EXERCISE INPUT ->

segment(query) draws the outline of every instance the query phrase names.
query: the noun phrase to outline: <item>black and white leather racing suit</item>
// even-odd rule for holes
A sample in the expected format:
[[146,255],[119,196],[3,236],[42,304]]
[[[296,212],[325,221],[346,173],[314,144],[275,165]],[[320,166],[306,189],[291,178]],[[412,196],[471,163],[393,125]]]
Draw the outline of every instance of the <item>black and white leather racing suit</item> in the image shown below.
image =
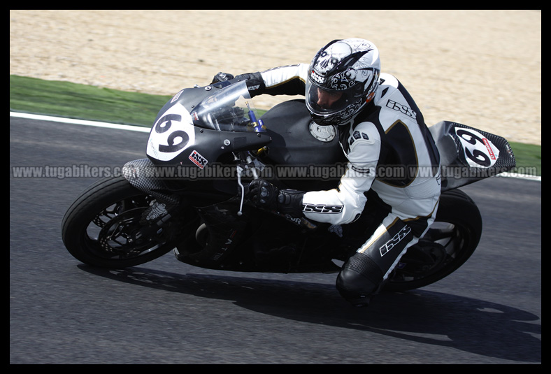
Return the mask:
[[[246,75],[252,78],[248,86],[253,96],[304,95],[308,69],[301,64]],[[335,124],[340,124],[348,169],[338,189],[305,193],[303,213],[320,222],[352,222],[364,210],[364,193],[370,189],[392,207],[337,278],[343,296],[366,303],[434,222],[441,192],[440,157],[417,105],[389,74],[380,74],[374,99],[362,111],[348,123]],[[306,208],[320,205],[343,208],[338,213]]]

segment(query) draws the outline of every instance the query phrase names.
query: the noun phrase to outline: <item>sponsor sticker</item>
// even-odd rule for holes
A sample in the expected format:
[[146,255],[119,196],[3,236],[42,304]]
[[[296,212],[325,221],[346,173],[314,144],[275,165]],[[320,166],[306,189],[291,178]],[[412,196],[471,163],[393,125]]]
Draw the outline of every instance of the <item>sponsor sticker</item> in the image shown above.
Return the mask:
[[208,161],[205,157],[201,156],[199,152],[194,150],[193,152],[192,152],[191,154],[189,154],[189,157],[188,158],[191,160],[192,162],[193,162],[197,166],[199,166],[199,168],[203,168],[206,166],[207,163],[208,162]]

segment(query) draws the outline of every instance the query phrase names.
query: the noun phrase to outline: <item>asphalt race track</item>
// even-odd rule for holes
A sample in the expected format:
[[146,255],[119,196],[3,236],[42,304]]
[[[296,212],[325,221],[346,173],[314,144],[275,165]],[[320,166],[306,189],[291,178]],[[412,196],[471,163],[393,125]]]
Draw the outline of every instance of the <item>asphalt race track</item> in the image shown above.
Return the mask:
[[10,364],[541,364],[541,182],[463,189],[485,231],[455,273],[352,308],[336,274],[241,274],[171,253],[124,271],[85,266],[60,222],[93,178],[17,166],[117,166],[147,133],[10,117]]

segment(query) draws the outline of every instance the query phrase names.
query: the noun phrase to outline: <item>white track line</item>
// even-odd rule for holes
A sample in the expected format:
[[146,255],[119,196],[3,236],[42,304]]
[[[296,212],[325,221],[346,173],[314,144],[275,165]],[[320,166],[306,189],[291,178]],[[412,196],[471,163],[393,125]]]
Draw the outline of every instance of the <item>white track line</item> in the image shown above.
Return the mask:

--

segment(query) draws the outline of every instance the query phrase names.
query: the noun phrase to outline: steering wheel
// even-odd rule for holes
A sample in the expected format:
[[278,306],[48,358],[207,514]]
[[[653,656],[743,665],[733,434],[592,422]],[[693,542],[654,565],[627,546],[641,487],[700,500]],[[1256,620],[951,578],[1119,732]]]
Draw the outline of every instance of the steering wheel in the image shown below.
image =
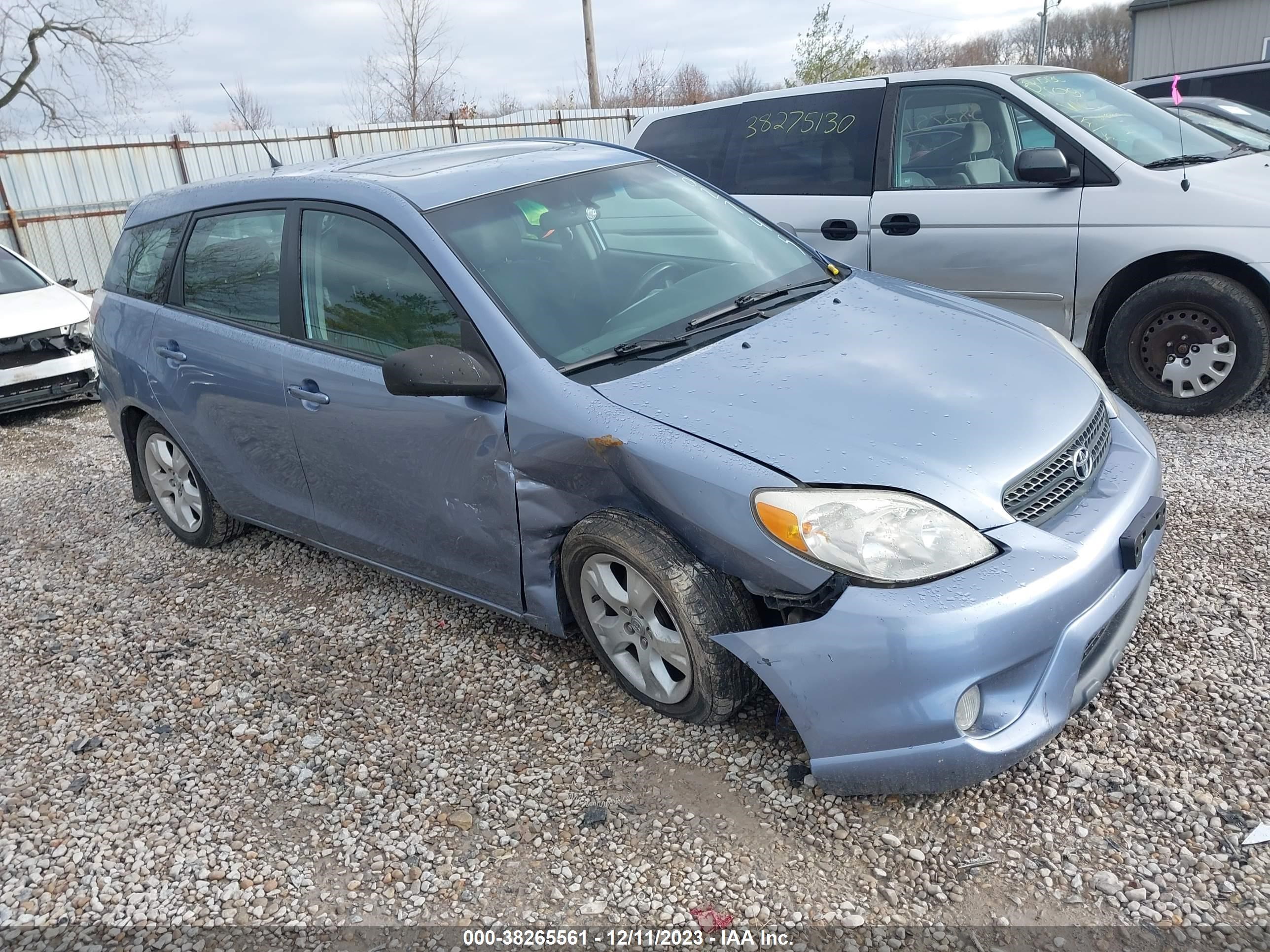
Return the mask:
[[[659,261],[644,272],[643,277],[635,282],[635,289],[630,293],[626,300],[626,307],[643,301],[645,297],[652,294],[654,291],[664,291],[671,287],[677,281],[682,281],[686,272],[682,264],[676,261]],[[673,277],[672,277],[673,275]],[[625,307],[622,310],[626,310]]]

GIVEN EXERCISE -> Copy out each line above that contains the string "race".

SOLUTION FOR THIS EXERCISE ->
query: the noun phrase to outline: <item>asphalt race track</item>
Draw the outline of every instance of the <item>asphalt race track</item> in the image shown above.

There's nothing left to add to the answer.